*Alıntı:*
---
Uluslararası norm ve kurumlar gözümüzün önünde teker teker çöküyor. İnterpol'ün Çinli Başkanı ortadan kayboldu.
Etrafta bir ölüm sessizliği var. Herkesi bulmak amacıyla oluşturulmuş bir kurumun başkanı kendi kayboluyorsa balık baştan kokmuş demektir.
Ve görüldüğü kadarıyla kimsenin de umrunda değil.
Daha bu habere alışamadan Cemal Kaşıkçı haberi patlak verdi.
Washington Post yazarı İstanbul'da gittiği Suud konsolosluğunda kayboldu.
Bu da diplomatik teamüller açısından normal bir olay değil. Bir ülke başka bir ülkede istihbarat operasyonları yapar. Bunlara alışkınız.
Mesela Ruslar ile Amerikalılar Almanya'da kapışabilir. Bu çerçevede çeşitli infazların haberlerini de duyuyoruz. Hatta Londra'da kimyasal suikast bile yapıldı. Ama en azından devletler suçlarını gizlemeye çalışır. Bu kadar ortaya dökmezler.
Kaşıkçı olayının iler tutar tarafı yok. Bir gazetecinin kendi konsolosluğu tarafından kaçırılması veya orada infaz edilmesi akıl alacak iş değil. Adamlar delirmiş olmalı. Göz göre göre böyle bir suç işlenmesi açıklanmaya muhtaç. Bir devlet kendi vatandaşını kendi konsolosluğunda neden infaz eder? Düşünün.
Bu devlet son iki yılını Amerikan toplumuna reklam yapmakla geçirmiş.
Ilımlı İslamı temsil etme iddiasına girişmiş. Çeşitli özgürlük alanlarını genişlettiğini söylemiş.
Reklama bunca para ve çaba harcamış.
Şimdi hepsini altüst edecek böyle bir adımı neden atıyor?
Gerçekten bu kadar olabilir mi? Evet olabilir. Veliaht prens her türlü cüretkâr eyleme imza atmaktan çekinmedi.
---
*Verilen bilgiler:*
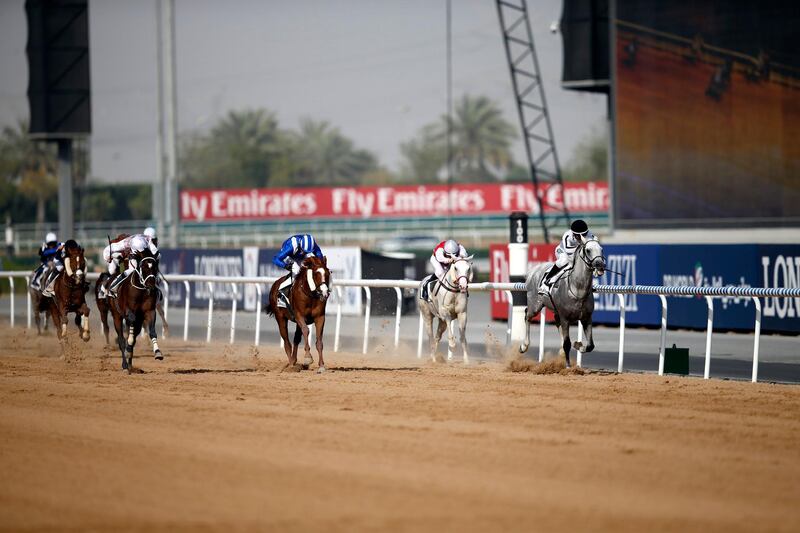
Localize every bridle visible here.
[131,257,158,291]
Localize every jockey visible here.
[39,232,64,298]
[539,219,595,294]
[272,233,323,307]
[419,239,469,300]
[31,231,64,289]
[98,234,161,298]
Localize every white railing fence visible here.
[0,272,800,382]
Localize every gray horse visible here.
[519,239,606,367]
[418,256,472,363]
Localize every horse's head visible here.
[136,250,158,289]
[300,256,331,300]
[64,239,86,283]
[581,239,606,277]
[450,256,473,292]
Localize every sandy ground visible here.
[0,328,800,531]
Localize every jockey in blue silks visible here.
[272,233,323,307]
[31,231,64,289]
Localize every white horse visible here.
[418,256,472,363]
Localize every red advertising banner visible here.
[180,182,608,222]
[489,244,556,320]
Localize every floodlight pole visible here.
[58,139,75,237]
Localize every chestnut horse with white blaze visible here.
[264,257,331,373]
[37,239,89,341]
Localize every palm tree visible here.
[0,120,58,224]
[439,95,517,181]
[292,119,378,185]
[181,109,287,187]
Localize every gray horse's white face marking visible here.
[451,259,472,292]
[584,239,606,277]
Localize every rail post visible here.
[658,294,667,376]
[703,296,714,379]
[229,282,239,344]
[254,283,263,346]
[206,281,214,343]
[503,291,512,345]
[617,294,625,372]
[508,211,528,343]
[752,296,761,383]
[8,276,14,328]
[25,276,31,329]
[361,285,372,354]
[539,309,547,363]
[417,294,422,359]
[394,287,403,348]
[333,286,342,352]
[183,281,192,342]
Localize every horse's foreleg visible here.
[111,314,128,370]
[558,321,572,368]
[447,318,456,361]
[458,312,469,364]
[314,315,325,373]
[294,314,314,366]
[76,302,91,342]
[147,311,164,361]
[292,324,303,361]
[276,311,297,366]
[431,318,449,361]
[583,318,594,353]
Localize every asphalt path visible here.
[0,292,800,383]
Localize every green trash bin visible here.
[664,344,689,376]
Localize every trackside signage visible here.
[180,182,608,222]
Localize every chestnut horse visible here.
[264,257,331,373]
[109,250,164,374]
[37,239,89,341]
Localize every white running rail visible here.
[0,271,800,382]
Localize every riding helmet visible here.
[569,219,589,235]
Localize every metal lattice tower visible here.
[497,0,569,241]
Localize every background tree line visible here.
---
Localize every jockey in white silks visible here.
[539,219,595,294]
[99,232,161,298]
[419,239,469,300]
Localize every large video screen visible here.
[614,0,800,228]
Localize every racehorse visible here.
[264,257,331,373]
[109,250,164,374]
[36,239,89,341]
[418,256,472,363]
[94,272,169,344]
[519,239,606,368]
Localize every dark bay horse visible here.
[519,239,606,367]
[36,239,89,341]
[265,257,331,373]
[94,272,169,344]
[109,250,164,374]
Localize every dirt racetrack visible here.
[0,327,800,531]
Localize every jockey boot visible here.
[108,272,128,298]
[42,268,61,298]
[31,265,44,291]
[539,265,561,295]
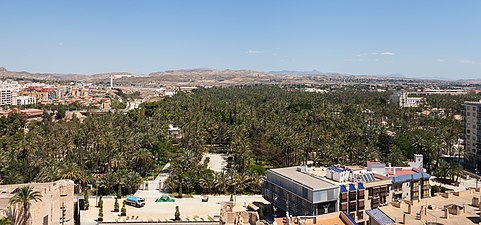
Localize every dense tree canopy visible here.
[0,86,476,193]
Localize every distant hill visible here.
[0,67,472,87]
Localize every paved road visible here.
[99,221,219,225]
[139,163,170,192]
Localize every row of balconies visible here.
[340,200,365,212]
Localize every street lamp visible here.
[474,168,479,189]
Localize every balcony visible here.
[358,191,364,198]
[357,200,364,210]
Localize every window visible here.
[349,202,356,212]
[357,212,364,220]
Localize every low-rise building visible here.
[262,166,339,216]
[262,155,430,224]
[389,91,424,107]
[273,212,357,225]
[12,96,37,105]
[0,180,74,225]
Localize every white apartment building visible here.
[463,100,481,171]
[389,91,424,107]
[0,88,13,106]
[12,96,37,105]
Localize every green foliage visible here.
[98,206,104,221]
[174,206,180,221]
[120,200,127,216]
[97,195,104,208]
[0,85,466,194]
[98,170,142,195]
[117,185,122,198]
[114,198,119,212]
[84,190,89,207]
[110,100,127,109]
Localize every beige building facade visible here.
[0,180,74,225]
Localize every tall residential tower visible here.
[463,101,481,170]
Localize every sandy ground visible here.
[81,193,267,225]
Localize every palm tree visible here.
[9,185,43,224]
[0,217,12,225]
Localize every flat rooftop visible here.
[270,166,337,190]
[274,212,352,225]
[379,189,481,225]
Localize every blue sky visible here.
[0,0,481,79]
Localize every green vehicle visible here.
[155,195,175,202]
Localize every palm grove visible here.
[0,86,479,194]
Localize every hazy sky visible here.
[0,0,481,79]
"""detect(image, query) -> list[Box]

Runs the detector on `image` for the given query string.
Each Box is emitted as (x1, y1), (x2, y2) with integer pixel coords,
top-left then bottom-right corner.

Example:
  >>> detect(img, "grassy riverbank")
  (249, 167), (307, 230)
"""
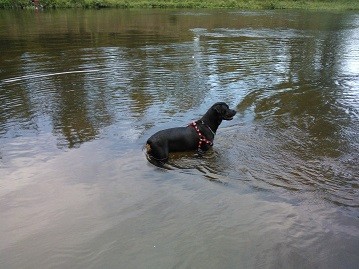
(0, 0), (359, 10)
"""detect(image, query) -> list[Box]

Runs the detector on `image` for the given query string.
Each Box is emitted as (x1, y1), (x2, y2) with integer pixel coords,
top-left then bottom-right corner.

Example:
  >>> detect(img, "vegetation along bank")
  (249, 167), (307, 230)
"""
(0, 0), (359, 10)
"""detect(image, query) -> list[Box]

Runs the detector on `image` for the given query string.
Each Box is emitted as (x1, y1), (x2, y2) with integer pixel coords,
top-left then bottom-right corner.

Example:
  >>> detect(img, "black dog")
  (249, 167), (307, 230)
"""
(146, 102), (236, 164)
---
*Yapılacaklar:*
- A) Alıntıya göre yazar, Kaşıkçı'nın konsoloslukta kaybolmasını diplomatik teamüller açısından neden normal bulmuyor? Bir ile üç cümle arasında açıklayın.
- B) Alıntıda "Bu devlet son" ifadesini içeren sözlerle açılıp "ve çaba harcamış." ile kapanan kısmı olduğu gibi geri verin.

*Sırasıyla cevaplar:*
- A) Devletler başka ülkelerde istihbarat operasyonları yapar, infaz ve suikast haberleri de duyulur. Ama en azından suçlarını gizlemeye çalışır, bu kadar ortaya dökmezler. Kaşıkçı olayında ise suç göz göre göre işlenmiştir.

- B)
Bu devlet son iki yılını Amerikan toplumuna reklam yapmakla geçirmiş.
Ilımlı İslamı temsil etme iddiasına girişmiş. Çeşitli özgürlük alanlarını genişlettiğini söylemiş.
Reklama bunca para ve çaba harcamış.